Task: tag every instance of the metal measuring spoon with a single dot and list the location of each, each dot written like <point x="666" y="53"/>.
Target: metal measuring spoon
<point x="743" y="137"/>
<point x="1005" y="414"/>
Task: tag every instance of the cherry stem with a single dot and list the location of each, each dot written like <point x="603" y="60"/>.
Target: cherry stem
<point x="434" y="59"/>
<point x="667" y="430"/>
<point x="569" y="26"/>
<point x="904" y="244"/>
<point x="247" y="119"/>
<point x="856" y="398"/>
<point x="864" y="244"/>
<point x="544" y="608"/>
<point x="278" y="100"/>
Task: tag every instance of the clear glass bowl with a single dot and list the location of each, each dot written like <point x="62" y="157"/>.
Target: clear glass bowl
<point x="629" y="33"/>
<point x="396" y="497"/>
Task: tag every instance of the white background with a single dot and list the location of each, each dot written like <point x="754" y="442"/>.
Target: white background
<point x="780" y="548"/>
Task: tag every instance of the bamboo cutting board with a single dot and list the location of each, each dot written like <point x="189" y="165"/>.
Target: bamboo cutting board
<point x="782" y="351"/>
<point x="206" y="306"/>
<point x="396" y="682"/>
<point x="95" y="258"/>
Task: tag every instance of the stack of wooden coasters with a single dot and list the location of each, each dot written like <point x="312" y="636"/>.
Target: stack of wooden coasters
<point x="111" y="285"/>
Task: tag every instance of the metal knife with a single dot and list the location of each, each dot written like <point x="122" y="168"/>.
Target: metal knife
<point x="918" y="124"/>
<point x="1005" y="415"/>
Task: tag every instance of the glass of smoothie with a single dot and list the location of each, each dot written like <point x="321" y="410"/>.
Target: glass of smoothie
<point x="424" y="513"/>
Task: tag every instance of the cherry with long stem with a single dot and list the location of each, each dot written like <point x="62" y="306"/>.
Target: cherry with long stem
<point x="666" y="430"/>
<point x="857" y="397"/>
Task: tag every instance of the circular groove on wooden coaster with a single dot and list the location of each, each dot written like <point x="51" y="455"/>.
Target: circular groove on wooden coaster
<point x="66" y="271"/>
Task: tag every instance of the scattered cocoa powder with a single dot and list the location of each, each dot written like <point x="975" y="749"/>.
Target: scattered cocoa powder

#####

◆ **EXERCISE**
Convert every line of the items above into a JSON list of strings, one string per line, leaving out any blank lines.

◆ **CORRECT RESULT**
[
  "Task: tag every instance of the metal measuring spoon with a single dot and list the location of each, each dot written like <point x=\"666\" y=\"53\"/>.",
  "Target: metal measuring spoon",
  "<point x=\"743\" y=\"137\"/>",
  "<point x=\"1005\" y=\"414\"/>",
  "Task: tag every instance of the cherry stem with a single dot and list the location of each, each dot written like <point x=\"603\" y=\"60\"/>.",
  "Target: cherry stem",
  "<point x=\"434\" y=\"59\"/>",
  "<point x=\"667\" y=\"430\"/>",
  "<point x=\"569\" y=\"26\"/>",
  "<point x=\"904\" y=\"244\"/>",
  "<point x=\"247\" y=\"119\"/>",
  "<point x=\"856\" y=\"398\"/>",
  "<point x=\"864\" y=\"244\"/>",
  "<point x=\"544\" y=\"608\"/>",
  "<point x=\"278\" y=\"100\"/>",
  "Task: tag every instance of the clear glass bowl with a single dot and list the location of each, each dot written like <point x=\"62\" y=\"157\"/>.",
  "Target: clear glass bowl",
  "<point x=\"629\" y=\"33\"/>",
  "<point x=\"396\" y=\"497\"/>",
  "Task: tag every instance of the white background with a single dot and list the location of each, each dot written like <point x=\"754\" y=\"442\"/>.",
  "Target: white background",
  "<point x=\"780\" y=\"548\"/>",
  "Task: tag every instance of the bamboo cutting board with a single dot and list the location of each, each dot written like <point x=\"189\" y=\"165\"/>.",
  "Target: bamboo cutting board",
  "<point x=\"782\" y=\"351\"/>",
  "<point x=\"206\" y=\"306\"/>",
  "<point x=\"396\" y=\"682\"/>",
  "<point x=\"95\" y=\"258\"/>",
  "Task: tag every instance of the stack of wooden coasters with a single dot and list the location of each, each dot written like <point x=\"312\" y=\"636\"/>.",
  "Target: stack of wooden coasters",
  "<point x=\"111\" y=\"285\"/>",
  "Task: tag every instance of the metal knife with a single dot and list the location of each, each dot written like <point x=\"122\" y=\"168\"/>.",
  "Target: metal knife",
  "<point x=\"918\" y=\"124\"/>",
  "<point x=\"1005\" y=\"415\"/>",
  "Task: tag every instance of the glass of smoothie with a single dot and list the location of each, each dot written like <point x=\"321\" y=\"410\"/>.",
  "Target: glass of smoothie",
  "<point x=\"424\" y=\"513\"/>",
  "Task: tag every instance of the cherry with long stem with a single dot and list the location of each, each dot written like <point x=\"62\" y=\"306\"/>.",
  "Target: cherry with long stem",
  "<point x=\"666\" y=\"430\"/>",
  "<point x=\"857\" y=\"397\"/>",
  "Task: tag every instance of the circular groove on wooden coaster with a single dot and list the location of each, each dot written like <point x=\"51\" y=\"455\"/>.",
  "Target: circular groove on wooden coaster",
  "<point x=\"66\" y=\"271\"/>",
  "Task: tag every instance of the scattered cocoa powder with a single dot and list the location of each, each dot written like <point x=\"975\" y=\"749\"/>.",
  "Target: scattered cocoa powder"
]